"""

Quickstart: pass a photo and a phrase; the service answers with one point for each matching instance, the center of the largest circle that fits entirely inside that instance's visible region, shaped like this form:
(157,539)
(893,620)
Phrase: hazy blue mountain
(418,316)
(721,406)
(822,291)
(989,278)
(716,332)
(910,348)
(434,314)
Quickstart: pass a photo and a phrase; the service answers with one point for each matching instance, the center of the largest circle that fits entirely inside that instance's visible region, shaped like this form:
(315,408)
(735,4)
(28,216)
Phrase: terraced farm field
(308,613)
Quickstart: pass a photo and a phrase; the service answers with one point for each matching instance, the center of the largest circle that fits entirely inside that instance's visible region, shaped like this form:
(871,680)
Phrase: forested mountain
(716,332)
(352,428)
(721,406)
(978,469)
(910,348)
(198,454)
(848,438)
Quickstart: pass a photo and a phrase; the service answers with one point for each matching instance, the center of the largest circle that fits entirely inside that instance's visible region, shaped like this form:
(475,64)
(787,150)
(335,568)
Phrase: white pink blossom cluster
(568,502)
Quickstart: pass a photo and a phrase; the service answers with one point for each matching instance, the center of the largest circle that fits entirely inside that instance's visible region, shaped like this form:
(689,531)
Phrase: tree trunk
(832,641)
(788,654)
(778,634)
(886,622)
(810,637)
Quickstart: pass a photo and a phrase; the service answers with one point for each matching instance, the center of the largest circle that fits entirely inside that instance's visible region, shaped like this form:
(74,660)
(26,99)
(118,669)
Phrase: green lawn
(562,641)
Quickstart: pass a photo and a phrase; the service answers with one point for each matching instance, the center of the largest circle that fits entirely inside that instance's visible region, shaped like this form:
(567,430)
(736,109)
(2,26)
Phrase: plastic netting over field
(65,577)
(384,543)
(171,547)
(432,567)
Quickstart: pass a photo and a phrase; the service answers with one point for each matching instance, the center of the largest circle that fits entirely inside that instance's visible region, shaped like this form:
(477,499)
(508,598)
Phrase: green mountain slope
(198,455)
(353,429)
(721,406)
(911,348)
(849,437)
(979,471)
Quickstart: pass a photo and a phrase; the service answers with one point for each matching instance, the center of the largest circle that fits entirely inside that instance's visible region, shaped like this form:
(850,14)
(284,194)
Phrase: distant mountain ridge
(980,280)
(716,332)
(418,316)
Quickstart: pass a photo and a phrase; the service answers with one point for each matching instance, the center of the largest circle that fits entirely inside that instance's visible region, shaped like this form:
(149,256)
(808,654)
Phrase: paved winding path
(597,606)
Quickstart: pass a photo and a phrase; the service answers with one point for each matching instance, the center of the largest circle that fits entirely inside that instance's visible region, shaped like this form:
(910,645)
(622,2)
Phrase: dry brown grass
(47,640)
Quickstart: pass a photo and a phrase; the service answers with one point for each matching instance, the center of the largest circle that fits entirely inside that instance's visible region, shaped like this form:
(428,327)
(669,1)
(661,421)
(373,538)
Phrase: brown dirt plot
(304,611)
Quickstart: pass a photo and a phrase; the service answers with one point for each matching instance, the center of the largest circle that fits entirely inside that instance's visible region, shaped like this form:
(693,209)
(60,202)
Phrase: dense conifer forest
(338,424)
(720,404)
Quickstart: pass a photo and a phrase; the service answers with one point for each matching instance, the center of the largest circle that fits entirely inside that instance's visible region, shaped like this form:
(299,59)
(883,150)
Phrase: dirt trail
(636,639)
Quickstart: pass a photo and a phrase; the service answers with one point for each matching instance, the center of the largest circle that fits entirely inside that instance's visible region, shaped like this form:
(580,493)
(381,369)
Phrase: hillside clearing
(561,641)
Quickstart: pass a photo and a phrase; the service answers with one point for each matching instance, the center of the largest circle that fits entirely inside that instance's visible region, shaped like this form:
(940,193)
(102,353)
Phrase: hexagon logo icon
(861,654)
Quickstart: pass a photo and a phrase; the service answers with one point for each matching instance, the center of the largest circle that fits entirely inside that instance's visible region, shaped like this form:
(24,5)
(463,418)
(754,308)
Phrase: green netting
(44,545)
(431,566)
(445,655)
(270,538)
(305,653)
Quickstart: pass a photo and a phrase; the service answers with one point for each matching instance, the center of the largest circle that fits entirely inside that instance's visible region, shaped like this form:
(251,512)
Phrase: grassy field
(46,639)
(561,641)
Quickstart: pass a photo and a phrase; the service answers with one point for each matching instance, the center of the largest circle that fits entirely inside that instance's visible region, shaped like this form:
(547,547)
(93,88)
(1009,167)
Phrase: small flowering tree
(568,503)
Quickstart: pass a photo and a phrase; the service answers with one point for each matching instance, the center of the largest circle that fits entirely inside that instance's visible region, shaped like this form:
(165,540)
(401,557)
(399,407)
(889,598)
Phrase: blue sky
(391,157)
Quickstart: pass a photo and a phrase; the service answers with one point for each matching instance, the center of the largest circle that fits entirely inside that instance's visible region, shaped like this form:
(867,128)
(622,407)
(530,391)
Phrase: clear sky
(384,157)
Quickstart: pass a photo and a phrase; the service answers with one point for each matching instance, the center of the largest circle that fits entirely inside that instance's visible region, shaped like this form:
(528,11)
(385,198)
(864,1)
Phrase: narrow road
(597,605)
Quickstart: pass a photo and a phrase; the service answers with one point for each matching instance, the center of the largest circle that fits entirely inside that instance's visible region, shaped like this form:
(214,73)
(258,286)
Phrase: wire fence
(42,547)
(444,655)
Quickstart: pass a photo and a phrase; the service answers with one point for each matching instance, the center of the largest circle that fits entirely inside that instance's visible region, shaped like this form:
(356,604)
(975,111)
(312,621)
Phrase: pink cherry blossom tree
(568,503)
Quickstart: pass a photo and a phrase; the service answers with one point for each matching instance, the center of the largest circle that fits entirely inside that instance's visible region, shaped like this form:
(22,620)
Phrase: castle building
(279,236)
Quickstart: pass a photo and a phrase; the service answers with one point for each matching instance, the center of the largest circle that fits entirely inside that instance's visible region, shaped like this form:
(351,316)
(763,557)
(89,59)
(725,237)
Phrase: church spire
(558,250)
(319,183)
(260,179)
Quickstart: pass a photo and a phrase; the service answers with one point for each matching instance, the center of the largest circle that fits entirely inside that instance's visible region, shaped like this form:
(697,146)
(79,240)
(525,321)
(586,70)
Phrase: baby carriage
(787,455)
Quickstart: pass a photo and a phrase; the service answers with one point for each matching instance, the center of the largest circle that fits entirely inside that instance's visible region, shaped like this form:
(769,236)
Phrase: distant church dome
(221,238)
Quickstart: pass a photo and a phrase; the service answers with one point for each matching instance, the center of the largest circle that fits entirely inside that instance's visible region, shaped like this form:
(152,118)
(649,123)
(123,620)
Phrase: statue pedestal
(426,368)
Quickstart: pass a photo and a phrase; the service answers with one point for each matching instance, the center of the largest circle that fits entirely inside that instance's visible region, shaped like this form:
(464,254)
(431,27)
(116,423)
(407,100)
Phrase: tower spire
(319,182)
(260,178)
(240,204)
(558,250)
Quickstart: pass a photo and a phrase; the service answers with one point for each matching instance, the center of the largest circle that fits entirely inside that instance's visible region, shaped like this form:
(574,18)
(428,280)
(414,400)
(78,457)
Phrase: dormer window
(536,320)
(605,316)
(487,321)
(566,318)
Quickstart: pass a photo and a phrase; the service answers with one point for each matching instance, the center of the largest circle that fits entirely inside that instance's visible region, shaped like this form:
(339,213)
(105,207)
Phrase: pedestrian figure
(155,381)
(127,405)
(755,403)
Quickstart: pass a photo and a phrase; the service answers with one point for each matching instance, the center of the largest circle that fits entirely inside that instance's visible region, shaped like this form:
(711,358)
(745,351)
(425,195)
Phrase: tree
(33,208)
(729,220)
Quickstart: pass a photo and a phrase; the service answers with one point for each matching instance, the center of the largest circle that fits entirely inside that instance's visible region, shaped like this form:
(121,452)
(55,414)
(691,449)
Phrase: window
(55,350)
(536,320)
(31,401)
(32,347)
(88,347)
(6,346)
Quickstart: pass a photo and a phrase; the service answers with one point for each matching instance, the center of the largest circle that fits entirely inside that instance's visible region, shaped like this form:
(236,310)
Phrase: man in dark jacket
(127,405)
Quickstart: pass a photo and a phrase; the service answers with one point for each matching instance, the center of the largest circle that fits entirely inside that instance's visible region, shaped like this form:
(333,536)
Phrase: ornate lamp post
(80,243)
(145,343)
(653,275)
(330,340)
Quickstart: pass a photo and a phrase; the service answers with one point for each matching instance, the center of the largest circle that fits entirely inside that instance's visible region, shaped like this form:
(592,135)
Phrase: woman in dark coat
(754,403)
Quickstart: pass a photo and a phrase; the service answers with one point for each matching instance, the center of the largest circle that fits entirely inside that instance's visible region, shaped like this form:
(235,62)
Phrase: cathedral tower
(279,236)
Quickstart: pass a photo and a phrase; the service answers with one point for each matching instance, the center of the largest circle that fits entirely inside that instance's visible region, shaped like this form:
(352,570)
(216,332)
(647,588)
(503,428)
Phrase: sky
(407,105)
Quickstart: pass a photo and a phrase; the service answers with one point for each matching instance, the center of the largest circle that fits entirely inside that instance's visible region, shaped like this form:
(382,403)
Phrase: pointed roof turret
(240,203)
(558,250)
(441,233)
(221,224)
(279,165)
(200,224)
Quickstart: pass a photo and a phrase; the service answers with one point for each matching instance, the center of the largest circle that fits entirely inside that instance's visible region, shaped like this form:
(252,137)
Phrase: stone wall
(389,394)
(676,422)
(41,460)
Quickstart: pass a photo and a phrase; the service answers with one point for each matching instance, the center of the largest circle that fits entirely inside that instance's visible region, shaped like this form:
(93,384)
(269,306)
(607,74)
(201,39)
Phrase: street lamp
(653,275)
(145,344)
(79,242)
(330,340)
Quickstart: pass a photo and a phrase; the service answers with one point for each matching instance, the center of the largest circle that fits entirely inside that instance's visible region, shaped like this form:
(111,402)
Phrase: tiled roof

"""

Report each of the lines above that contains the word "distant", copying every such line in full.

:: FULL ANSWER ::
Phrase: distant mountain ridge
Phrase: distant church dome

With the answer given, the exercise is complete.